## [EXERCISE TASK]
Starting with the line that contains "like x=346 y=192." and going on through the line that contains "x=239 y=319", write out those rows again with "drop ceiling" switched to "suspended ceiling" and everything else left unchanged.

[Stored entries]
»»
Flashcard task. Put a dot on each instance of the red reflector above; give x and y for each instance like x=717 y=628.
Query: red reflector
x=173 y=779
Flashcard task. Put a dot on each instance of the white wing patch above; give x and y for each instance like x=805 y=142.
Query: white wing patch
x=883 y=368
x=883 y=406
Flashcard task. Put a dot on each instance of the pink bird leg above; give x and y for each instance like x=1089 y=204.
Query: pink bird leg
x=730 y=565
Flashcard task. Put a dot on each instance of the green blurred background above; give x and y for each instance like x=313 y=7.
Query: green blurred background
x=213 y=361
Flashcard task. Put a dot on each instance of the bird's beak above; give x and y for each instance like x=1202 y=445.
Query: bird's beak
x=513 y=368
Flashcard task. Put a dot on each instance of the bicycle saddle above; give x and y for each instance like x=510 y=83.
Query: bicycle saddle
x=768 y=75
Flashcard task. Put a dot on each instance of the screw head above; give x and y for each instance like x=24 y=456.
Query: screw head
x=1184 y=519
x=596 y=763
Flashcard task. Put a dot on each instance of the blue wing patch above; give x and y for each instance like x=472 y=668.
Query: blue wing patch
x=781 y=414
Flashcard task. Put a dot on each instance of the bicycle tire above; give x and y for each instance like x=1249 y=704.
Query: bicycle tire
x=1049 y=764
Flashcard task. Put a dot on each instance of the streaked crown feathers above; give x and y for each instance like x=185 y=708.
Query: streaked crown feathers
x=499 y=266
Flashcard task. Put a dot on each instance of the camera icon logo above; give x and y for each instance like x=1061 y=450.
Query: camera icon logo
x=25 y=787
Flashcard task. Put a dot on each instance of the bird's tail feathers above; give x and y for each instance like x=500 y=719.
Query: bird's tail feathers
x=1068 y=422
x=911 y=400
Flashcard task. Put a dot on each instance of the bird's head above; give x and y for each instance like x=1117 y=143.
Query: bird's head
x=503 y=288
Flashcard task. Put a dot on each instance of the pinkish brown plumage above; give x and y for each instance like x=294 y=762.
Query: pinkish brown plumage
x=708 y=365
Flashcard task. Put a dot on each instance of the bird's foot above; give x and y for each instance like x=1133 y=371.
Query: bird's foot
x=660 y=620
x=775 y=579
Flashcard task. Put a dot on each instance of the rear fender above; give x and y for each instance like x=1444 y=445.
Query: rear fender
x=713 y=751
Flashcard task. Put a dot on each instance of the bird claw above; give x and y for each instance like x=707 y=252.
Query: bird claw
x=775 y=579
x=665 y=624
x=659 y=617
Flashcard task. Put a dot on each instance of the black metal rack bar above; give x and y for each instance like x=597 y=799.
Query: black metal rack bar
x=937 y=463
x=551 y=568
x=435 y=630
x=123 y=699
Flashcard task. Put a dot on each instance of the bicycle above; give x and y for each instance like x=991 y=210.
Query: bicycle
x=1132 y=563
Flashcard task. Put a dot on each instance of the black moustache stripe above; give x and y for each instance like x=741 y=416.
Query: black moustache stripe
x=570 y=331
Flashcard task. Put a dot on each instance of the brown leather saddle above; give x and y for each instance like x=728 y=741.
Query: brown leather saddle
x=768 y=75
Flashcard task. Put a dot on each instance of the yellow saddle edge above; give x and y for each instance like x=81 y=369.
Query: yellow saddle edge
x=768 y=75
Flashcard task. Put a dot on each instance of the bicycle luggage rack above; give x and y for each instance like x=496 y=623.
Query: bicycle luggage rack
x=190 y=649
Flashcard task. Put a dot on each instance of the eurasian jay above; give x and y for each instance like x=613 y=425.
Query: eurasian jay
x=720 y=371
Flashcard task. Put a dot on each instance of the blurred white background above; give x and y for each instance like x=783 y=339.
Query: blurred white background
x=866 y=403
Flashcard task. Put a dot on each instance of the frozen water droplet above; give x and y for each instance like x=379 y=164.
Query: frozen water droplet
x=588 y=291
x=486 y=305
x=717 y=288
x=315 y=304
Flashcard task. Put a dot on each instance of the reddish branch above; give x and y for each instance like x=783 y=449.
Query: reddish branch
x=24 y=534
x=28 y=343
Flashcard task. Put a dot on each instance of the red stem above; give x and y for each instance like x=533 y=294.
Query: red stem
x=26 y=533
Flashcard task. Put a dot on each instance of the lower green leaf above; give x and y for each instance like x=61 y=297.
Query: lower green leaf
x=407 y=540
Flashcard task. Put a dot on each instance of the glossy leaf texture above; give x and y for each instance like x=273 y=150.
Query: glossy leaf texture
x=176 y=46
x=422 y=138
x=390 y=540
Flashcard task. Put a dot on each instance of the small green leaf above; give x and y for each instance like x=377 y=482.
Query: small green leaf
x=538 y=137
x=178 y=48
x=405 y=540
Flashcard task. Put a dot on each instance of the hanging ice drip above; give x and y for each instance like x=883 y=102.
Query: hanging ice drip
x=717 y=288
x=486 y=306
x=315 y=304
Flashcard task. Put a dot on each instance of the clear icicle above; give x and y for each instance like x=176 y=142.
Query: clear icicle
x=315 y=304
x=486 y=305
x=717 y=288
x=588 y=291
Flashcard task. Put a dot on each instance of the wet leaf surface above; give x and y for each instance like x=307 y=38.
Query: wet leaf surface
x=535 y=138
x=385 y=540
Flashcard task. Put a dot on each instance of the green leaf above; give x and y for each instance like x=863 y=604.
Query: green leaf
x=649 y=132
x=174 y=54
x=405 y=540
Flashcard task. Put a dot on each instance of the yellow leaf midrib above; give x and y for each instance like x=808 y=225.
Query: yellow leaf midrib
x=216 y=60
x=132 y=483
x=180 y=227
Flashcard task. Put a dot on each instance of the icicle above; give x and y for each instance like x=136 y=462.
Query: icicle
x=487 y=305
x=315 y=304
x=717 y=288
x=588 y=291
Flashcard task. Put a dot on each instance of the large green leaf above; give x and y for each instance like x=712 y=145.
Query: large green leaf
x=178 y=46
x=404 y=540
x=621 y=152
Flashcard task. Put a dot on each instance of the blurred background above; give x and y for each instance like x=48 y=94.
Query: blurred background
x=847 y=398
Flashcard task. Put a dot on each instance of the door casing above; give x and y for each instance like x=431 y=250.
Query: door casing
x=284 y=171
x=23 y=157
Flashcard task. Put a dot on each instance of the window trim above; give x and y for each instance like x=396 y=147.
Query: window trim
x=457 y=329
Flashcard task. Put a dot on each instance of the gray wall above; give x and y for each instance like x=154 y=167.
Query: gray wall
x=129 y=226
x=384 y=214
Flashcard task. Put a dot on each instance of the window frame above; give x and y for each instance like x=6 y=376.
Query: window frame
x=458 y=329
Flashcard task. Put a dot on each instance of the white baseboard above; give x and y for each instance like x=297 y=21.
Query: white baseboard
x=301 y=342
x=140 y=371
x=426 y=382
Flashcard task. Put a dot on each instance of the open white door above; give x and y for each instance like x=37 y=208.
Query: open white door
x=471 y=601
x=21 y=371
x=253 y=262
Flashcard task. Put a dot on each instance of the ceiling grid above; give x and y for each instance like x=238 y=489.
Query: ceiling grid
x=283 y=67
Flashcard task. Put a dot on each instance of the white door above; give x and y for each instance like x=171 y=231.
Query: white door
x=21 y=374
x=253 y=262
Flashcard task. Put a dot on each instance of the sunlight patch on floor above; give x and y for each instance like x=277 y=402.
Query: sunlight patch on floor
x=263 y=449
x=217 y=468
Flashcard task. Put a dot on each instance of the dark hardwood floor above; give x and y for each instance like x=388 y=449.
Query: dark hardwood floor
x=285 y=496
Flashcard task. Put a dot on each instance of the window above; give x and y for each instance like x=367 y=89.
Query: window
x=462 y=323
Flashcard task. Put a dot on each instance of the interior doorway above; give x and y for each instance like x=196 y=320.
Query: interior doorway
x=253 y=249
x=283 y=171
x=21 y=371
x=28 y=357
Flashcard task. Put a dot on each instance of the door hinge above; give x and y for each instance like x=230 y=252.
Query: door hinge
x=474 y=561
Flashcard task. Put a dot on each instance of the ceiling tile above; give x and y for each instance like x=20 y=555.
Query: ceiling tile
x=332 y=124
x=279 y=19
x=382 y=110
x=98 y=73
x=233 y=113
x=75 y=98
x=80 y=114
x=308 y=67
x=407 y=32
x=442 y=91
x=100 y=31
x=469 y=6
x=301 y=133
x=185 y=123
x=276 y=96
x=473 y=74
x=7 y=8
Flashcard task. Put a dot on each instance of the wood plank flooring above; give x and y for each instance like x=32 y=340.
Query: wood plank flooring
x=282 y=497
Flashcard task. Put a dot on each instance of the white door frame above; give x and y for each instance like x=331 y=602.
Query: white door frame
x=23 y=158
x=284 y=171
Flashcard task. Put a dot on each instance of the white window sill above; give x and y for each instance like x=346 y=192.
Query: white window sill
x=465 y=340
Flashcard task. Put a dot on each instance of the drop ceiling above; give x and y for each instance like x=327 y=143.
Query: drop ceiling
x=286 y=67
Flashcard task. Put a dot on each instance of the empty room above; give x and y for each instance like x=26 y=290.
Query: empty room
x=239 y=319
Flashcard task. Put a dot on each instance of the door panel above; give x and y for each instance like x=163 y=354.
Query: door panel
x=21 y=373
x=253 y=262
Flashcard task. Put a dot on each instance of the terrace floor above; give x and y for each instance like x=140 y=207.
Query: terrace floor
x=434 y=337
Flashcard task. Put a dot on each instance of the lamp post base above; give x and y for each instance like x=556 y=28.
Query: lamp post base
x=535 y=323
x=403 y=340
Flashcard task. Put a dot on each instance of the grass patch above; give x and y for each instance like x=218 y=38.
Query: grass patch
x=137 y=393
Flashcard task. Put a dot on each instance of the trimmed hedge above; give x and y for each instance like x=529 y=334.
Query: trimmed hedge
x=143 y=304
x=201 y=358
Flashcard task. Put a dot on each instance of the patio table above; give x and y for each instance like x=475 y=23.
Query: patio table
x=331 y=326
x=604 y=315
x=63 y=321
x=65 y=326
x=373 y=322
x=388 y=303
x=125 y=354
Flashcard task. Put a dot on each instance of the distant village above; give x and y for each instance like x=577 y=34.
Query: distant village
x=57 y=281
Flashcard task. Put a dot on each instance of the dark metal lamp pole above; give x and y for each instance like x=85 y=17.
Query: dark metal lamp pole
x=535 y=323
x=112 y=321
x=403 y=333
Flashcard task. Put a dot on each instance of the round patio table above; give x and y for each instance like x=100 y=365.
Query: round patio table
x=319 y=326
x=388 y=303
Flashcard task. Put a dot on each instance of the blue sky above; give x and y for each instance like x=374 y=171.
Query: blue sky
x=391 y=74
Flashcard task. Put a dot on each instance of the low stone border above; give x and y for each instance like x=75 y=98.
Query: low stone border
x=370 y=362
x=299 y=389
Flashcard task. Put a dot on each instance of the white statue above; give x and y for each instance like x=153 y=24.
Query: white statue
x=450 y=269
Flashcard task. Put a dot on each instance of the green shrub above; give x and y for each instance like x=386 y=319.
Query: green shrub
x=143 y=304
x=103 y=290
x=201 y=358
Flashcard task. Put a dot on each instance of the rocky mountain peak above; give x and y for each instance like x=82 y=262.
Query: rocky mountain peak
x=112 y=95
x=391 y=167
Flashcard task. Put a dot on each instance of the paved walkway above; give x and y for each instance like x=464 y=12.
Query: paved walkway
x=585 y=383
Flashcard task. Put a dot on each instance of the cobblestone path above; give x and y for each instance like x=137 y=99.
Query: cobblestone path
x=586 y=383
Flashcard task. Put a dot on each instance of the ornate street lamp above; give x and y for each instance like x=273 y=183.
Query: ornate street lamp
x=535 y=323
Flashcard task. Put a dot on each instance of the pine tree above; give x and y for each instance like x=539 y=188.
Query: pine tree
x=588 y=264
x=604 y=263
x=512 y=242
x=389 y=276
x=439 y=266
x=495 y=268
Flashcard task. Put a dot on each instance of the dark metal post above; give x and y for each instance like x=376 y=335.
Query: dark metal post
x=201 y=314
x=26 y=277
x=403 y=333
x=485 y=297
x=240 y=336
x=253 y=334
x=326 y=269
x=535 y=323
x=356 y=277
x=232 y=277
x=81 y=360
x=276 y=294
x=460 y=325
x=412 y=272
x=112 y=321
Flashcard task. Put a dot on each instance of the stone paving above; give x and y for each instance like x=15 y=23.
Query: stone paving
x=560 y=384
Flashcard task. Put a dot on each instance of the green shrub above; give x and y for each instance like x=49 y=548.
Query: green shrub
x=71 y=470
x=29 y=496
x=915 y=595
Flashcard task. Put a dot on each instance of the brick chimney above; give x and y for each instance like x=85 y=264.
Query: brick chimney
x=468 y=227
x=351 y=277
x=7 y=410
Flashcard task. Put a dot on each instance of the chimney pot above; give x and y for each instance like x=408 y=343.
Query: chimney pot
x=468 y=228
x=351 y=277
««
## [EXERCISE OUTPUT]
Flashcard task. Put a dot on each instance of the white window sill above; give x and y for each instance like x=346 y=192.
Query: white window sill
x=465 y=340
Flashcard task. Put a dot on each instance of the suspended ceiling above; give x and y for each instance like x=327 y=143.
Query: suspended ceiling
x=286 y=67
Flashcard task. Put a dot on each instance of the empty room above; give x and y for each instance like x=26 y=290.
Query: empty room
x=239 y=319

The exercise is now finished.